start

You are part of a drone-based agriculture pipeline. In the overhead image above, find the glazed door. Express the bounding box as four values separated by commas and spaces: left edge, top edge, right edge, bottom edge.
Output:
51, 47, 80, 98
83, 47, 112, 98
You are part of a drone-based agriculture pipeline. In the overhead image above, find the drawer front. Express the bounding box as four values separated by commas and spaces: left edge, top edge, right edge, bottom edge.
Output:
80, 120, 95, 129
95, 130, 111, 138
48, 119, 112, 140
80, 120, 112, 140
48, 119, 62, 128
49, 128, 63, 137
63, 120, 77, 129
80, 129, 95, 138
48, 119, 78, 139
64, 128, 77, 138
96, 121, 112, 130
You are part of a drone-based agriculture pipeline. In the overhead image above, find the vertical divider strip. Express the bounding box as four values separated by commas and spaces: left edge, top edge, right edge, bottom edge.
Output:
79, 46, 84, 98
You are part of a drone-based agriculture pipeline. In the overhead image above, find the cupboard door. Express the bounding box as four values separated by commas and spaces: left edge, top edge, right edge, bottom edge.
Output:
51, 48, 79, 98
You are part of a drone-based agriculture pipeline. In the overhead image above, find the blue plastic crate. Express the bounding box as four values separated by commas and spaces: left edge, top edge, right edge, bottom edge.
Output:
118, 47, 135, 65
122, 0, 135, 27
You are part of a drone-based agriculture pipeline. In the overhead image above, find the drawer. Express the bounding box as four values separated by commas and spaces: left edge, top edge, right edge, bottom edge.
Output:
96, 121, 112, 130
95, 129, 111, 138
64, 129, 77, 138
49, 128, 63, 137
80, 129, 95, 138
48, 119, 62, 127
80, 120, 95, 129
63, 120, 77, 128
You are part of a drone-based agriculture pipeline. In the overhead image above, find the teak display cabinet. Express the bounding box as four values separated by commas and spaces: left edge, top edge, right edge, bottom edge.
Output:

end

REQUIREMENT
Switch "overhead" to "aerial" everywhere in the lines from the one containing "find the cupboard" down to the one containing "63, 120, 77, 128", and write out only those lines with nothing else changed.

COMPLETED TASK
You are part of a drone-based agriculture pipeline. In the aerial image above, find the cupboard door. Express the bounding box as four values separated by commas and spaces: left edge, top edge, right edge, bottom edge.
Output:
51, 48, 79, 98
You are part of a drone-based agriculture pipeline. In the aerial image above, find the blue plastic crate. Express the bounding box as four values separated by commas and spaces: left edge, top edge, right edge, bottom edge.
Output:
118, 47, 135, 65
122, 0, 135, 27
You are part of a drone-based agriculture pipeline. In the aerial image above, find the drawer. Express the bounding box as four values separated by commas and spaces: left edge, top edge, right edge, bottom edge.
Output:
96, 121, 112, 130
95, 129, 111, 138
64, 129, 77, 138
49, 128, 63, 137
80, 129, 95, 138
48, 119, 62, 127
80, 120, 95, 129
63, 120, 77, 128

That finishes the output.